-- Data supplied follows --

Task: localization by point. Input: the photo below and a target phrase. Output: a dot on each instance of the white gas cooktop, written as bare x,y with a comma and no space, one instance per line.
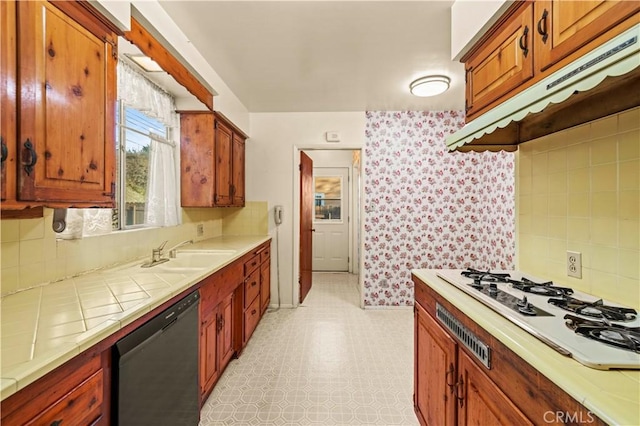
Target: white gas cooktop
550,326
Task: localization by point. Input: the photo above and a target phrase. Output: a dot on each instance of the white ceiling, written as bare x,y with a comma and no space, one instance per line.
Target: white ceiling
315,56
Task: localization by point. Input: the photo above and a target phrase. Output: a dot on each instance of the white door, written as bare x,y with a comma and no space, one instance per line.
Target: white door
331,219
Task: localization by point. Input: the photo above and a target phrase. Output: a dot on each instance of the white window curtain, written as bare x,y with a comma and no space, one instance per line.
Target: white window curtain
138,92
162,196
162,188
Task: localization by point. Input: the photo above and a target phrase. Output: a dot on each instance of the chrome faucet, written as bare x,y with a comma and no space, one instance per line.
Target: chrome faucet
172,250
156,256
156,253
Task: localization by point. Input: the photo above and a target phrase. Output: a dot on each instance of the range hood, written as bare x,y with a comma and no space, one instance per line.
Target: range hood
603,82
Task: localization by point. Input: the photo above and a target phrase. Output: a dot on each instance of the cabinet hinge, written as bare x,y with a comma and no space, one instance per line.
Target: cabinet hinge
111,194
114,46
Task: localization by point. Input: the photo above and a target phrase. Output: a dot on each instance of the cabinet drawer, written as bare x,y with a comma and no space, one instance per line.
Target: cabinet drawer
251,288
81,406
251,318
265,254
251,264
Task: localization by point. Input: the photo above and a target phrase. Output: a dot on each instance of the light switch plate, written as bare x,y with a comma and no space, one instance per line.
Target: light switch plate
574,264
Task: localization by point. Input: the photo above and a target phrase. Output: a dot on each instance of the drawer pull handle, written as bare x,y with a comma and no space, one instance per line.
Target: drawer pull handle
451,372
523,41
460,385
5,152
542,26
28,167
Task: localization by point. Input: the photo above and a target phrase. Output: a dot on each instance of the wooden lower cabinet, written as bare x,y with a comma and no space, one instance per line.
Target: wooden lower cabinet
76,393
452,387
216,345
479,401
435,360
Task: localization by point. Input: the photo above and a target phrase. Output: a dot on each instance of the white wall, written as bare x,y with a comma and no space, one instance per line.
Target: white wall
272,160
470,19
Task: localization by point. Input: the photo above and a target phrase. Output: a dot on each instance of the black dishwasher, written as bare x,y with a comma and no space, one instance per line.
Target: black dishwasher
156,369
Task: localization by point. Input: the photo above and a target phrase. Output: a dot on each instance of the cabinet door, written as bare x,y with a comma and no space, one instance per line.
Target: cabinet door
562,27
435,362
502,64
265,285
224,146
197,164
238,171
480,401
8,98
81,406
225,343
209,370
67,106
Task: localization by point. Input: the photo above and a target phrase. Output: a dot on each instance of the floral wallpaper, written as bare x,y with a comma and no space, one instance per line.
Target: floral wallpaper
428,208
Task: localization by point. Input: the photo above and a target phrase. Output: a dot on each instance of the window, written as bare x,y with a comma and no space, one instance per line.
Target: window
134,136
328,198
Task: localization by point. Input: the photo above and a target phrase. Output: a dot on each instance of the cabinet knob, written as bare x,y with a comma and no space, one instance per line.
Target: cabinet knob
33,158
542,26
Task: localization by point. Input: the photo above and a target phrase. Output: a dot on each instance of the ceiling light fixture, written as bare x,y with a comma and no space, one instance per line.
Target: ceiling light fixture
430,85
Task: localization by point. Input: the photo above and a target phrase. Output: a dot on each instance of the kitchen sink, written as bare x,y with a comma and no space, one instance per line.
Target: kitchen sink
188,261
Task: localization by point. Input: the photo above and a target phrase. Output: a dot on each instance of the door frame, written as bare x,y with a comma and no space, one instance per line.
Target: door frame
348,186
358,210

-- Data supplied concluded --

** Exercise details **
The line containing "Target: cabinet knob" marks the start. Repeat it and every line after it to the end of the listing above, exactly.

** Answer box **
Target: cabinet knob
33,158
542,26
Task: localization by point. Input: the photo above and a target phrase. Output: a dot on each instance of the ceiling light fixture, written as bare x,y with a comma and no space, one instance per line.
Target: ceiling light fixture
430,85
Task: localization by point. Input: the photo above and a target phrase. Output: a dot on each instance of the kitchen sink, written as bare x,y with a comma and no space, one instance per line.
Target: kitchen sink
188,261
Task: localization by point. Input: the photo above and a target phrase. Output: a dot on each instance of the door frame, written as bare x,y with a comma and no space, one instance per line.
Target: door frame
348,186
358,210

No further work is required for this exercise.